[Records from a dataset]
^^^^

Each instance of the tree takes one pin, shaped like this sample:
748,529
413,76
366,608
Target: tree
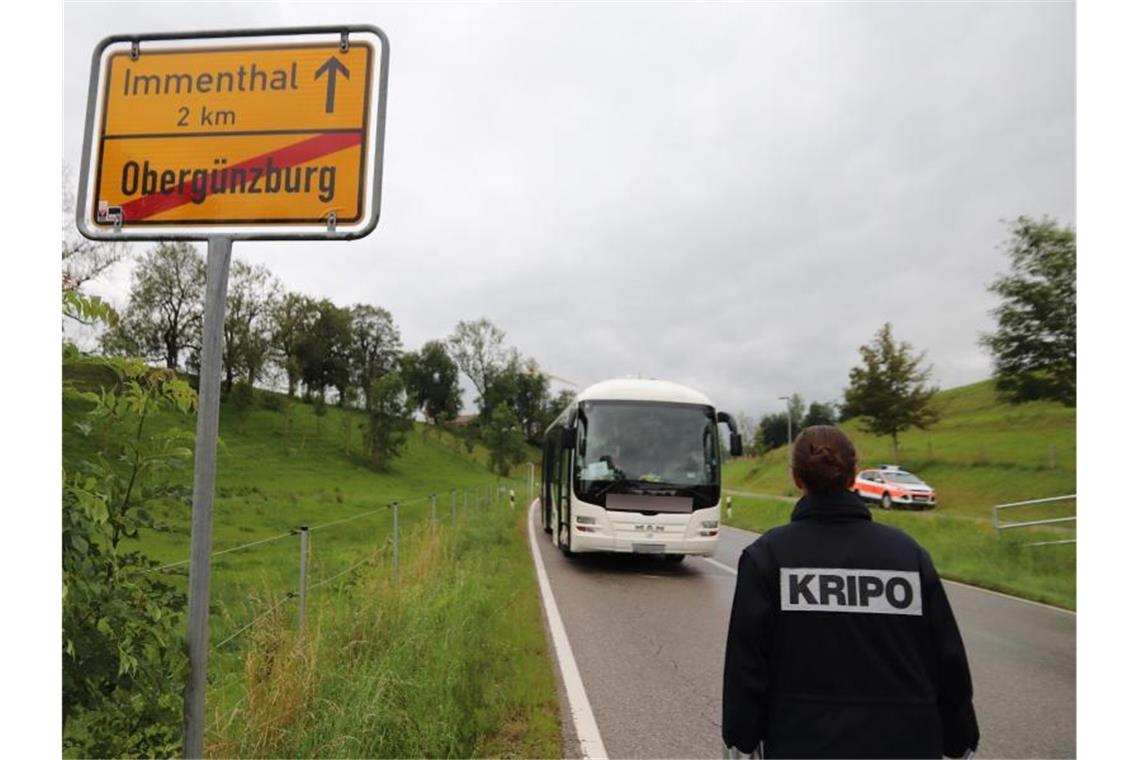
820,414
325,350
523,389
374,346
889,390
163,315
747,427
250,300
122,655
1034,348
504,438
772,432
292,318
478,349
389,419
432,380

^^^^

Exercise directions: From the first line to the last, retype the data exactly, but omit every image.

Your solution:
Each instance of the tree takes one pin, shaped like this sample:
748,529
413,76
366,608
Target: tree
820,414
325,350
523,389
374,346
889,390
163,315
747,427
250,300
122,655
1034,348
504,438
772,432
292,318
478,349
389,419
432,380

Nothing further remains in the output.